=== Given entries ===
══════════════════════════════
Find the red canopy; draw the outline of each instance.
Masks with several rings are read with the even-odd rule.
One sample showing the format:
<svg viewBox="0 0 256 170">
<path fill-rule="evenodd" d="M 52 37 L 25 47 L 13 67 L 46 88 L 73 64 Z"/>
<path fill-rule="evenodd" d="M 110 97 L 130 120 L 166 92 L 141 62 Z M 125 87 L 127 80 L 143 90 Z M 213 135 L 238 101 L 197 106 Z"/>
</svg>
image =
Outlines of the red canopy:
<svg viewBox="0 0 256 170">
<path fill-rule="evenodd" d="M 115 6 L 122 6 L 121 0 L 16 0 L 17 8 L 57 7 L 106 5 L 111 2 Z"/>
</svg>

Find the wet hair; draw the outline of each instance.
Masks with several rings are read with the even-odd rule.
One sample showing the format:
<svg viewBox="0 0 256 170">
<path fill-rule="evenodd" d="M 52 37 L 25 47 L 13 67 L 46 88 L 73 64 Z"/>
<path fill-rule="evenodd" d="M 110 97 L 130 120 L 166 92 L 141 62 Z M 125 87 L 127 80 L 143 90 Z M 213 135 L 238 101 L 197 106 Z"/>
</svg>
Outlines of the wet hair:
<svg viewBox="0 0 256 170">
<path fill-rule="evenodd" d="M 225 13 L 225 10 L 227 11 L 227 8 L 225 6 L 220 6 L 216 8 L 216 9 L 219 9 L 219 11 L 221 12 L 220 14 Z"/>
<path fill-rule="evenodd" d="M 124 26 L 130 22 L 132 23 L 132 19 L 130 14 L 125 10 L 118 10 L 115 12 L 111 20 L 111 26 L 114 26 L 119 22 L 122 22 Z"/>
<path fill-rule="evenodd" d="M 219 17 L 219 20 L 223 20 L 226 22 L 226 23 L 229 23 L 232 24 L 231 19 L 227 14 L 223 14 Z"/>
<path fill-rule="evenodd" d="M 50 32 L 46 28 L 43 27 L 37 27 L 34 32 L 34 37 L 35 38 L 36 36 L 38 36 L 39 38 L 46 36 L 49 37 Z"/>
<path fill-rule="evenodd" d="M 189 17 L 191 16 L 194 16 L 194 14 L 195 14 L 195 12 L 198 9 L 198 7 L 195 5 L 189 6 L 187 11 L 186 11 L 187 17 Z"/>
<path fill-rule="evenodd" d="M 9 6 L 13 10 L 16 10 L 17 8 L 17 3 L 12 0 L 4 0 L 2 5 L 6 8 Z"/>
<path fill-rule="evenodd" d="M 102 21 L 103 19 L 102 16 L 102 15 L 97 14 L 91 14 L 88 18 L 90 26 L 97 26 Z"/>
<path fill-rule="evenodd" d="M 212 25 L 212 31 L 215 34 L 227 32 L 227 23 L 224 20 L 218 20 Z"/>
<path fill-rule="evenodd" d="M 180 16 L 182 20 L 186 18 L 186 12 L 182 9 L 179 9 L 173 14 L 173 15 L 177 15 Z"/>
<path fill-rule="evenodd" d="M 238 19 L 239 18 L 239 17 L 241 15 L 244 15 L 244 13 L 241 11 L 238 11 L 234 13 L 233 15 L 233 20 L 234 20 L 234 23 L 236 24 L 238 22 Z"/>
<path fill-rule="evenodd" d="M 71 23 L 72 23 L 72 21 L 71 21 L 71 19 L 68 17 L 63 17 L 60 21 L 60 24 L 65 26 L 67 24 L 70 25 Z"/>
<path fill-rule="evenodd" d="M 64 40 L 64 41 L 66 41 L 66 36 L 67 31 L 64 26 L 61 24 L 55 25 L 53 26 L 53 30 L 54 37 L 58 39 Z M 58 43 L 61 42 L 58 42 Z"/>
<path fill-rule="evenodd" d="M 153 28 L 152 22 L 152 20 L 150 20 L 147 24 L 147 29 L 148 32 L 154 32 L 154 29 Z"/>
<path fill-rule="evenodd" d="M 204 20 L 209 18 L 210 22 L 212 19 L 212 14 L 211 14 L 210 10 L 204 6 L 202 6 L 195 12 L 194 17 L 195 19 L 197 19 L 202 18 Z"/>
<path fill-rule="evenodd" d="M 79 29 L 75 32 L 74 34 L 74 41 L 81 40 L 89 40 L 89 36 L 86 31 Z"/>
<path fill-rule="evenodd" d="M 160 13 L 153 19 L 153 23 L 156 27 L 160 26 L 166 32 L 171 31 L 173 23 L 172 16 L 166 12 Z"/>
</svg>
══════════════════════════════
=== Task statement ===
Could you give the lines from the one containing "Find the wet" up to and including the one containing "225 13 L 225" as a Markdown table with two columns, Number and Line, one row per line and blank lines left out?

=== Task answer ===
| Number | Line |
|---|---|
| 1 | Find the wet hair; draw the outline of each instance. |
| 2 | Masks with several rings are read with the even-odd rule. |
| 3 | One sample showing the format: |
| 4 | <svg viewBox="0 0 256 170"> |
| 5 | <path fill-rule="evenodd" d="M 52 37 L 25 47 L 13 67 L 46 88 L 73 64 Z"/> |
| 6 | <path fill-rule="evenodd" d="M 110 97 L 130 120 L 166 92 L 141 62 Z M 125 87 L 127 80 L 143 90 Z M 213 135 L 238 101 L 197 106 Z"/> |
| 7 | </svg> |
| 8 | Outlines of the wet hair: |
| 9 | <svg viewBox="0 0 256 170"> |
| 10 | <path fill-rule="evenodd" d="M 225 13 L 225 10 L 227 11 L 227 8 L 225 6 L 220 6 L 216 8 L 216 9 L 219 9 L 219 11 L 221 12 L 220 14 Z"/> |